-- Problem description --
Please return each of the entries exactly, minus their pictures.
=======
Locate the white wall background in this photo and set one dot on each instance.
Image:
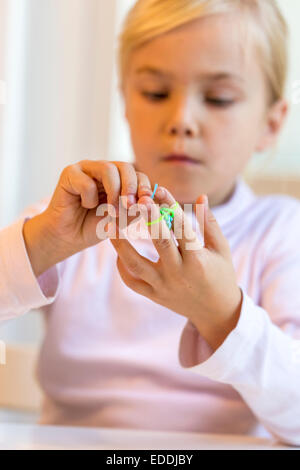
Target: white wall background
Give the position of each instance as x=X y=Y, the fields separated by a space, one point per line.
x=57 y=58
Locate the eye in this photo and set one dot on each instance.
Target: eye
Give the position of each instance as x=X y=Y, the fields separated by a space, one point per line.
x=155 y=96
x=219 y=102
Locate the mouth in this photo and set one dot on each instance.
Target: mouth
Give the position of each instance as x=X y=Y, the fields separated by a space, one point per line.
x=180 y=159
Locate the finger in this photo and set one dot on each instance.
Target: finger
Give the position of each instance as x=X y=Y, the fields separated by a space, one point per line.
x=213 y=235
x=186 y=237
x=74 y=181
x=137 y=265
x=144 y=185
x=140 y=287
x=161 y=235
x=129 y=183
x=106 y=173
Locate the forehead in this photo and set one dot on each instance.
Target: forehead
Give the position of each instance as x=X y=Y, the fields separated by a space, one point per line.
x=205 y=46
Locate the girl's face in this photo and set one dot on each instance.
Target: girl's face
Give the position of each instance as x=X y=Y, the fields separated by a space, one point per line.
x=193 y=91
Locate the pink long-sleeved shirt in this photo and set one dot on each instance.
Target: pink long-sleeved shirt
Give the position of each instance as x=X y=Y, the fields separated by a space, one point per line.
x=113 y=358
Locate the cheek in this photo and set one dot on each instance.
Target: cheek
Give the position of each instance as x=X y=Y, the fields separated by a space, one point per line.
x=236 y=130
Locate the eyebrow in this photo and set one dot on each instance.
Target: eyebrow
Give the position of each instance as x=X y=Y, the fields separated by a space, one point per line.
x=213 y=76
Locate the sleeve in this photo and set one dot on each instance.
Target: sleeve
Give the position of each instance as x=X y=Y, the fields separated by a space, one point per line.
x=260 y=358
x=20 y=290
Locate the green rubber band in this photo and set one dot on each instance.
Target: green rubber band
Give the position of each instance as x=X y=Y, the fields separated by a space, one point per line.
x=167 y=213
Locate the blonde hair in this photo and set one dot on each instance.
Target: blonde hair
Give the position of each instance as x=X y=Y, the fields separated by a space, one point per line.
x=148 y=19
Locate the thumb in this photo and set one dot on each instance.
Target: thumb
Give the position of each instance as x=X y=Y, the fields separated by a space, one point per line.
x=213 y=235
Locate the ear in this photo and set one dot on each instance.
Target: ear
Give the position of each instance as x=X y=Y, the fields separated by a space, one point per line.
x=273 y=123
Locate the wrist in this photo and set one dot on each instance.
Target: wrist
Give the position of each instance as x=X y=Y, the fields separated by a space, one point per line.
x=216 y=331
x=41 y=248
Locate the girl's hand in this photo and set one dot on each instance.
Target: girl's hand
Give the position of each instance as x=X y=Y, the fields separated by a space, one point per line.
x=199 y=284
x=68 y=225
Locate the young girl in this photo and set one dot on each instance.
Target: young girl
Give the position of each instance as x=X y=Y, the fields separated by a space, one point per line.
x=146 y=333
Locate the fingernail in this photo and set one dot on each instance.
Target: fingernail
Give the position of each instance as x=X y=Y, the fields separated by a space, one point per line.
x=160 y=193
x=145 y=189
x=130 y=200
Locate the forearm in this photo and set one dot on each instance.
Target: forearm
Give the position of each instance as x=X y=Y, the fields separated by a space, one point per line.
x=216 y=331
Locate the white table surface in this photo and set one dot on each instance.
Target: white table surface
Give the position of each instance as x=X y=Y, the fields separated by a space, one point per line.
x=28 y=436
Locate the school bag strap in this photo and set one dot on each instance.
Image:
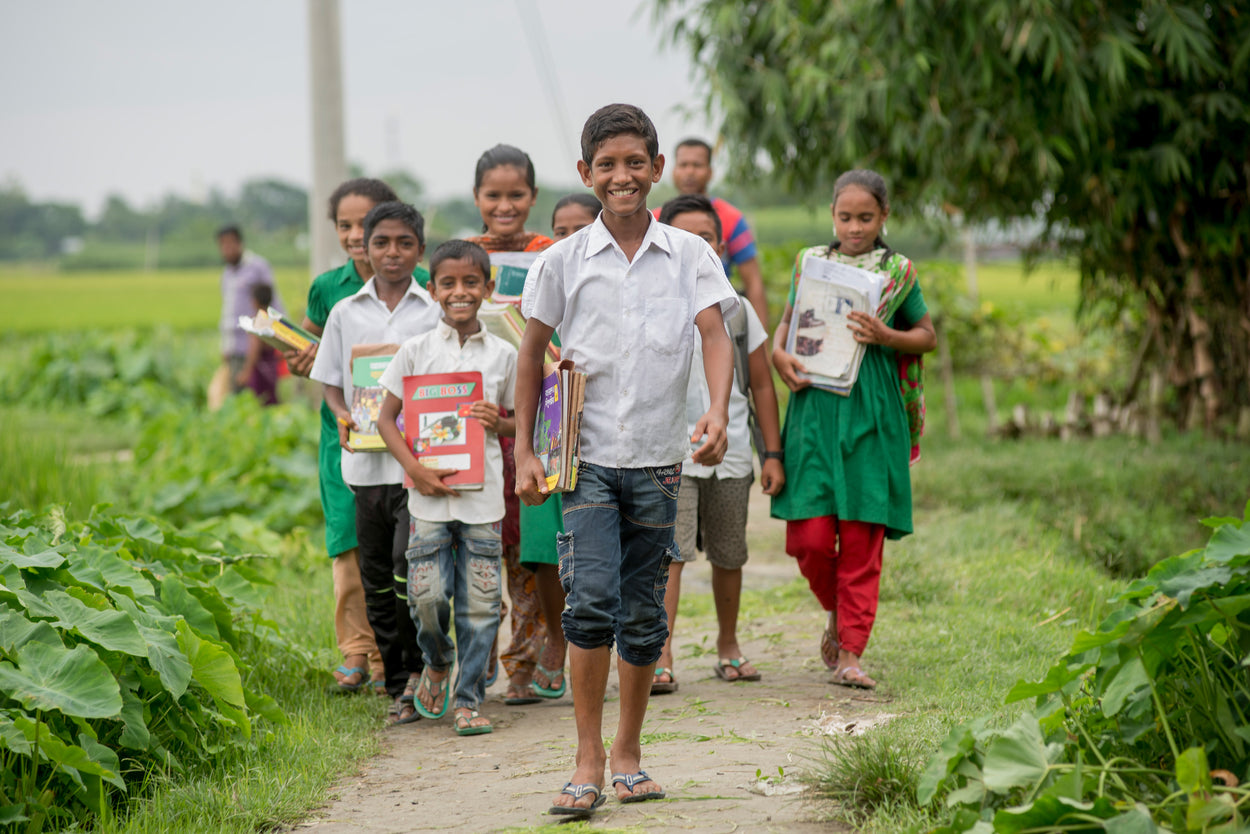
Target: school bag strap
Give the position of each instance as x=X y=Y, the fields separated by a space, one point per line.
x=743 y=371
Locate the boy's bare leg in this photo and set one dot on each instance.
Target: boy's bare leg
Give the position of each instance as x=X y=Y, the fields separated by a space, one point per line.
x=588 y=669
x=726 y=590
x=671 y=595
x=626 y=754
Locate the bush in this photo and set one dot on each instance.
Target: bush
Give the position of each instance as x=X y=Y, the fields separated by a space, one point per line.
x=121 y=655
x=1143 y=725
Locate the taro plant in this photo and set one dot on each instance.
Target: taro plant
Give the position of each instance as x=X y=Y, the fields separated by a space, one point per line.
x=1144 y=725
x=123 y=649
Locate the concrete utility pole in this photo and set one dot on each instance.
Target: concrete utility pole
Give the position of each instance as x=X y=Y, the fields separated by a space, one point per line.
x=329 y=153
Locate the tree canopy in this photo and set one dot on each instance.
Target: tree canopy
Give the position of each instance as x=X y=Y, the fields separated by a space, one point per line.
x=1121 y=125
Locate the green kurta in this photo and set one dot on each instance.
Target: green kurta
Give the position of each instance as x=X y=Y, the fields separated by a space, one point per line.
x=848 y=455
x=338 y=502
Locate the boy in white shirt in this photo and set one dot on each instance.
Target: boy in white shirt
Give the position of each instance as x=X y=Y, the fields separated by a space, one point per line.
x=454 y=542
x=390 y=308
x=626 y=295
x=713 y=503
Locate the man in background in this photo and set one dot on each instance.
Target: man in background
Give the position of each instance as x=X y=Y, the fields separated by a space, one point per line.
x=244 y=271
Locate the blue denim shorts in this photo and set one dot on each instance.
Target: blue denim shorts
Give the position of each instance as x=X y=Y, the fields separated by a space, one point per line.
x=614 y=558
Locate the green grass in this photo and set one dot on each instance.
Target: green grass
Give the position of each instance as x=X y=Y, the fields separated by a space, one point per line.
x=190 y=299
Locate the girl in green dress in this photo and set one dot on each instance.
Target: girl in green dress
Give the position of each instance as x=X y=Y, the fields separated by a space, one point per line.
x=848 y=485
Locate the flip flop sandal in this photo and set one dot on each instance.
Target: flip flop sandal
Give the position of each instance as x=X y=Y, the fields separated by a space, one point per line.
x=553 y=692
x=410 y=689
x=829 y=648
x=464 y=723
x=719 y=668
x=629 y=780
x=426 y=685
x=520 y=695
x=346 y=672
x=843 y=680
x=401 y=713
x=578 y=792
x=663 y=687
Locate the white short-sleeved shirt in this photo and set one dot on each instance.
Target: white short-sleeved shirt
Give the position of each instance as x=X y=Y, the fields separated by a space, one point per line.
=======
-- Reply to the exercise --
Locate the white wall background in this photo and set one dot on each instance.
Image:
Target: white wall background
Give the position of each instance as x=X y=Y, the fields separated by a space, one point per line.
x=57 y=58
Locate the eye in this photo and set one dot on each instance.
Target: eye
Give the position of each instance as x=X y=Y, the fields separated by a space, one point per line.
x=155 y=96
x=219 y=102
Locate the mouth in this photo and set one dot on each instance.
Target: mouth
Give the position of each instance as x=X y=Y, the fields separated by a space, one point per line.
x=180 y=159
Locate the finger in this photo and set one dot on each instance.
Target: finger
Give the position of each instance as x=X y=Y, the fields separated by a space, one point per line.
x=213 y=235
x=186 y=237
x=74 y=181
x=137 y=265
x=144 y=185
x=140 y=287
x=161 y=235
x=129 y=183
x=106 y=173
Locate the forehead in this photo and set one dot on each instance.
Target: forehead
Give the position of each instance as x=X y=Y, the fields separated by a space, one point per line.
x=205 y=46
Locate the girl's face in this photo and set one dot on each instance.
Target: girl's face
Give the position of each instance as x=X y=Y, the fields separated by a space, one point per line.
x=193 y=91
Locate the pink long-sleeved shirt in this photo and set one dot on each instance.
Target: pink long-sleeved shirt
Give the position of each instance as x=X y=Y, the fields separated by a space, one point per line.
x=113 y=358
Locate the cheek in this photo and set one dot on each instance.
Target: cheek
Give the position of each instance as x=X y=Y, the fields separated by a space, one point per line.
x=236 y=130
Locate the eyebrow in this photo and set one dot on each instance.
Target: eyebrow
Give the position of each instance as x=X y=Y, the fields separated by a space, one point per line.
x=213 y=76
Locate the sleeve in this photo and set one dot on each instance.
Target: sleeve
Give the position of each instance as x=X y=Y, the fields separated by a space, one point per line.
x=260 y=358
x=20 y=290
Locate the green rubber band in this photo and set one dot on each instance.
Target: green rubber band
Give the position of each instance as x=X y=Y, the fields separated by a space, one point per line.
x=167 y=213
Locate the blonde hair in this photo and set one dot on each instance.
Target: blonde hair
Give the position of each instance as x=X y=Y, the fields separated by a space, one point per line.
x=148 y=19
Locate the thumb in this photo and set one dot on each instance.
Target: thumb
Give the position of each instance as x=X y=Y, the fields separated by a space, one point per line.
x=213 y=235
Locate the ear in this photo and set one dot on each instance.
Target: ear
Give the position of each instance as x=X y=Y, the fields separated by a space, one point per line.
x=273 y=123
Locate the wrist in this photo and set one dot on each instance.
Target: wrist
Give the position of each instance as x=X y=Y, the fields separated by a space, one point per line.
x=216 y=331
x=41 y=248
Locate the girl's hand in this photo and set one dot on each instance.
Target: girl's hand
Give the position of each instance as x=X y=Y, the fields separated by a space, one point per line.
x=199 y=284
x=68 y=225
Locate the young girl in this photo and set one dot on each instance.
Target: young girl
Give the position of each instance as x=X y=Y, the fields separated by a space, one point per line.
x=146 y=333
Locate the fingernail in this photo and set one dot on each instance.
Target: fingernail
Give the position of each instance as x=X y=Y, the fields separated by a space, one point per line.
x=160 y=193
x=145 y=189
x=130 y=200
Locate the forearm in this photo and set one dot on each instance.
Target: forearm
Give the position of each instance as x=X y=Y, the fields separated by a space, one point per line.
x=216 y=331
Locate the white table surface in this photo and set one dot on each instance.
Target: white table surface
Give the position of each instance as x=X y=Y, the fields separated by a space, one point per line.
x=28 y=436
Locate the school bag strap in this photo and set one dot on each instance.
Image:
Target: school bag strap
Give the position of each instance as x=X y=Y, the fields separated by a space, one point per line.
x=743 y=371
Locate the boy's bare leg in this photo and set one dot on each instance.
Target: boy's bare leg
Give the position of each instance as x=X y=Y, the fields separated by a space, one point per line.
x=588 y=669
x=726 y=590
x=671 y=595
x=626 y=754
Locate the bush in this photo and set one dot on each instance.
Target: bush
Give the position of each instance as x=X y=Y, the fields separated by a space, one point per line.
x=121 y=655
x=1143 y=725
Locate the taro plant in this photo and set one dot on each instance.
Target: taro plant
Give the position of each instance as x=X y=Y, the fields separated by a space, one point per line.
x=1144 y=725
x=123 y=649
Locate the concrete utility pole in this photo and set one dot on each instance.
Target: concrete utility pole
Give the position of each instance as x=X y=Y, the fields separated by a space, one point per line.
x=329 y=153
Locate the tree canopy in this photo and set one dot on each instance.
Target: tree canopy
Give the position of each instance as x=X y=Y, the fields separated by a space, one point per line.
x=1121 y=125
Locate the green kurta in this photo and set one dot on each instance.
Target: green kurta
Give the position of each instance as x=X y=Y, the fields separated by a space, one point per line.
x=848 y=455
x=338 y=502
Locate the boy in white shirt in this photo and set one dot on each instance.
Target: boy in white shirt
Give the position of each instance as x=X y=Y, the fields separated by a space, one point per line.
x=454 y=542
x=390 y=308
x=626 y=295
x=713 y=503
Locate the man in background in this photo and set one dot on each instance.
Target: man in background
Give the position of each instance as x=X y=Y, the fields separated by a space, one point per line.
x=244 y=271
Locate the blue denim shorts in this photo and set one dot on each instance.
Target: blue denim shorts
Give the position of each instance as x=X y=Y, the fields separated by a space, one point per line.
x=614 y=558
Locate the green grass in this photo and set one dot on each instance.
Target: green grass
Give the position of each instance as x=X y=Y, the fields separated by a space, one point per line.
x=190 y=299
Locate the girl in green dress in this photo and set one dot on each instance.
Target: girl in green dress
Give the position of each instance as x=X y=Y, the fields separated by a space, one point per line.
x=848 y=485
Locate the flip flop sandal in this photo and set one dot on each instance.
Target: flip flop sandal
Give the position of each instance as x=X y=Y, the fields separated by a space, one point per line.
x=553 y=692
x=410 y=689
x=829 y=648
x=464 y=723
x=719 y=668
x=629 y=780
x=426 y=685
x=520 y=695
x=346 y=672
x=843 y=680
x=401 y=713
x=578 y=792
x=663 y=687
Locate the white short-sleeved shirt in this photo and set one dot on each instance.
Target: white short-sleeved shirt
Give the position of each instance as x=X y=Y, the fields separated by a space, one point per line.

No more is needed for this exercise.